• **DATA SECTION**:
▬▬▬▬▬▬
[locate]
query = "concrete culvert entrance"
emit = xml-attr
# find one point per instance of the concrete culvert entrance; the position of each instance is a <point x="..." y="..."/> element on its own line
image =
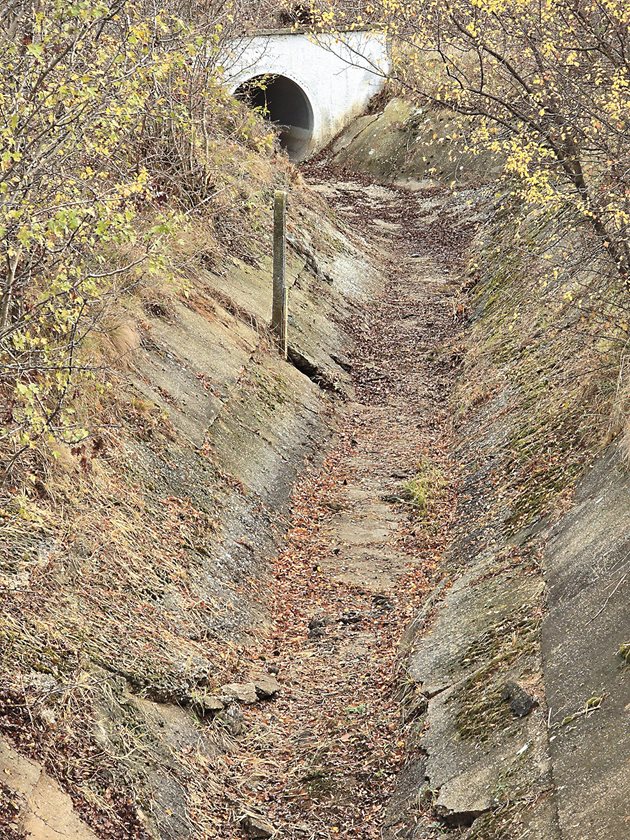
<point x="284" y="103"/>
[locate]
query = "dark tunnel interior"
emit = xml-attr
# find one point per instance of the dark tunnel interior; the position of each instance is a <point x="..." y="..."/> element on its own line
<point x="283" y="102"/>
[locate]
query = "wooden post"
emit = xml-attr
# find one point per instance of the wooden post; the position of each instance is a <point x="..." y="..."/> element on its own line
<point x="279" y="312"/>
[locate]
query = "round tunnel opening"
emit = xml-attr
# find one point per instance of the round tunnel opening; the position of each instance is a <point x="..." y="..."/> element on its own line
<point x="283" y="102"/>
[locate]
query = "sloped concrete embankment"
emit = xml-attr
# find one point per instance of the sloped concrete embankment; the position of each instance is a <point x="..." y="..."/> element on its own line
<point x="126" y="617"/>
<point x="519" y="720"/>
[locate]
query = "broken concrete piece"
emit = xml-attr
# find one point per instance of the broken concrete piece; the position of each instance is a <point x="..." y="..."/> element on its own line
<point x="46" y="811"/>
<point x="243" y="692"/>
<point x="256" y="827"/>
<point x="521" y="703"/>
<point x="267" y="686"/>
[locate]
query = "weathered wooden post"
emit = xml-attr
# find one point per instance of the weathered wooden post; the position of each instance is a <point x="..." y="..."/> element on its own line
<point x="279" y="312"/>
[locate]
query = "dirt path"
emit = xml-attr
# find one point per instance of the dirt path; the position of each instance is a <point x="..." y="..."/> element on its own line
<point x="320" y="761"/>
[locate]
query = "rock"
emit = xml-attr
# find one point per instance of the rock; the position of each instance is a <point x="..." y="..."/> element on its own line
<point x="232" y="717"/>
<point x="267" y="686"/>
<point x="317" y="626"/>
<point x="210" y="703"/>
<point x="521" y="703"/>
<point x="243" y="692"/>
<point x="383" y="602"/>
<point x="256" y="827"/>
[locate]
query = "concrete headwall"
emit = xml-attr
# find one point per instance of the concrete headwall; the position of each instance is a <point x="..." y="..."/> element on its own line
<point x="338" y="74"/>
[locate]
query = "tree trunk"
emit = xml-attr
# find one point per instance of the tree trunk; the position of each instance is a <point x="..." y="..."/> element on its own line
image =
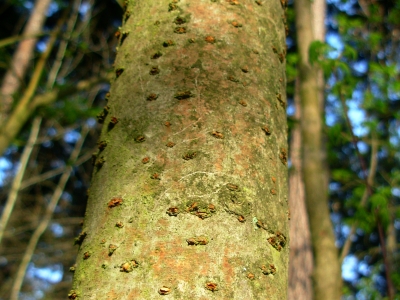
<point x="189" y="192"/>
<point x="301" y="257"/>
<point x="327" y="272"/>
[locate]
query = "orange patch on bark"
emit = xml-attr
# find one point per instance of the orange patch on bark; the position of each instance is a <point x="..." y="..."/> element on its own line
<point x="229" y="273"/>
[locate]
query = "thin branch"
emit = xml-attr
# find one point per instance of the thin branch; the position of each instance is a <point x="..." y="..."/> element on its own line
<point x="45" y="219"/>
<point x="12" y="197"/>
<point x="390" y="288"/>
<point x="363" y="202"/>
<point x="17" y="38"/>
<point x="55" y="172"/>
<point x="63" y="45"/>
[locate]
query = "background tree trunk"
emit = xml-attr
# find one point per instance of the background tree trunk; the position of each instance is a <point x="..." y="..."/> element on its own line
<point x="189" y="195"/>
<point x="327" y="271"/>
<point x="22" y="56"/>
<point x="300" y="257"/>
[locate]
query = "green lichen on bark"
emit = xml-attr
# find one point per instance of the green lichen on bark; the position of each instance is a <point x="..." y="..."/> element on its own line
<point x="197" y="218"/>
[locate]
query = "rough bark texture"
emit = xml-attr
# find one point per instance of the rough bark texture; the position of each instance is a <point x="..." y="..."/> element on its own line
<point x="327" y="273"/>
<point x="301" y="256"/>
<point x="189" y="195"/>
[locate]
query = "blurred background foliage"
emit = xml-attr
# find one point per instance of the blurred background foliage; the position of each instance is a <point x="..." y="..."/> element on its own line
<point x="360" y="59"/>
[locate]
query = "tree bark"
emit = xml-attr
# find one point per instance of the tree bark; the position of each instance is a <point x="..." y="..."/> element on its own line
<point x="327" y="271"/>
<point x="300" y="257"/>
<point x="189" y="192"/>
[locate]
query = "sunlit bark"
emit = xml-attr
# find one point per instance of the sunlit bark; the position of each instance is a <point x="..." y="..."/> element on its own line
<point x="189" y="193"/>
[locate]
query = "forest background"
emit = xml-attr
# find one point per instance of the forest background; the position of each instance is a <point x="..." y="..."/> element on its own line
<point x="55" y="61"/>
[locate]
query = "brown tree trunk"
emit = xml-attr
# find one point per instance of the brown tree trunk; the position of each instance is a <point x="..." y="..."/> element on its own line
▬▬▬▬▬▬
• **EXERCISE INSTRUCTIONS**:
Print the material above exactly, skipping its images.

• **TASK RESULT**:
[locate]
query = "concrete culvert entrance"
emit = xml-attr
# find one point per instance of the concrete culvert entrance; the position of each instance is a <point x="..." y="..."/> element on its own line
image =
<point x="284" y="103"/>
[locate]
query = "dark tunnel interior"
emit = xml-attr
# find one point per instance of the dark tunnel interior; the position of each instance is a <point x="..." y="..."/> element on its own line
<point x="283" y="102"/>
[locate]
query = "wooden post"
emit = xml-attr
# find one point per instance of the wooden post; the position of each instance is a <point x="..." y="..."/> element on its own line
<point x="279" y="312"/>
[locate]
query = "round tunnel opening"
emit = xml-attr
# find one point per instance of the round tunnel opening; the position of each instance is a <point x="..." y="..."/> element on its own line
<point x="283" y="102"/>
[locate]
query = "sloped concrete embankment"
emit = xml-attr
# find one point per instance of the sloped concrete embankment; the position of each instance is a <point x="..." y="..."/> element on its own line
<point x="126" y="617"/>
<point x="519" y="720"/>
[locate]
query = "broken concrete piece"
emit = xml-attr
# find one point per instance of the broken concrete piece; the position of each instance is a <point x="..." y="..."/> element on its own line
<point x="46" y="811"/>
<point x="243" y="692"/>
<point x="256" y="827"/>
<point x="521" y="703"/>
<point x="267" y="686"/>
[locate]
query = "weathered wooden post"
emit = xml-attr
# find one point per instance of the weathered wooden post; the position of each instance is a <point x="..." y="..."/> element on its own line
<point x="279" y="312"/>
[locate]
query = "dirt path"
emit = xml-attr
# find one point per instance of the dirt path; the position of each instance is a <point x="..." y="..."/> element on its own line
<point x="320" y="761"/>
[locate]
query = "rock"
emit = xml-attr
# find one point per instance of the rock; the position of each instance is a <point x="..." y="..."/> element on its own line
<point x="232" y="717"/>
<point x="267" y="686"/>
<point x="317" y="626"/>
<point x="210" y="703"/>
<point x="521" y="703"/>
<point x="243" y="692"/>
<point x="383" y="602"/>
<point x="256" y="827"/>
[locate]
query = "concrete headwall"
emit = xml-attr
# find one point per instance of the concrete headwall; the position of each instance is a <point x="..." y="..."/> element on its own line
<point x="338" y="74"/>
[locate]
query = "tree trunk"
emit = xml-attr
# find one point per instance of the tree trunk; the position of each instance is a <point x="..." y="..."/> element on its own line
image =
<point x="189" y="192"/>
<point x="301" y="257"/>
<point x="327" y="272"/>
[locate]
query = "orange patch on bark"
emit = xml-attr
# find one point per instance of the orange patch on bark; the position of each instance is a <point x="..." y="..."/> element on its own line
<point x="229" y="273"/>
[locate]
query = "thin branch"
emit = xml-attr
# find one point per instance of the thin branch; the position of each instance is a <point x="..." y="..."/> element on its own line
<point x="45" y="219"/>
<point x="12" y="197"/>
<point x="390" y="288"/>
<point x="363" y="202"/>
<point x="17" y="38"/>
<point x="55" y="172"/>
<point x="63" y="45"/>
[locate]
query = "background tree trunk"
emit = xml-attr
# find one point per instance of the background tree trunk; the position of each instance is a <point x="..." y="..."/> element on its own line
<point x="189" y="195"/>
<point x="327" y="271"/>
<point x="22" y="56"/>
<point x="300" y="257"/>
[locate]
query = "green lichen on bark"
emit = xml-attr
# find one point per instance of the green lichen on bark; the position of each instance is a <point x="..." y="..."/> element on its own line
<point x="197" y="218"/>
[locate]
query = "rough bark texture"
emit = xml-attr
# find one point per instance of the rough bark texture; the position of each instance is a <point x="..." y="..."/> element on its own line
<point x="327" y="273"/>
<point x="301" y="256"/>
<point x="189" y="195"/>
[locate]
query = "blurred background foliage"
emit = xml-attr
# find one point per instance of the blurred background foliage; the position of each instance is a <point x="..." y="..."/> element on its own line
<point x="360" y="59"/>
[locate]
query = "tree bark"
emit = xml-attr
# find one point per instance of the tree bark; the position of each instance is a <point x="..." y="..."/> element on its own line
<point x="327" y="271"/>
<point x="300" y="257"/>
<point x="189" y="192"/>
[locate]
query = "sunlit bark"
emit = xml-attr
# find one point per instance of the sunlit bark; the position of each instance is a <point x="..." y="..."/> element on its own line
<point x="189" y="193"/>
[locate]
query = "forest background"
emit = xml-attr
# find one point per instance of the forest background; the position of each instance is a <point x="..." y="..."/> element on its own line
<point x="55" y="61"/>
[locate]
query = "brown tree trunk"
emit = xml-attr
# find one point per instance of the brown tree trunk; the position of each instance is a <point x="..." y="..."/> element on its own line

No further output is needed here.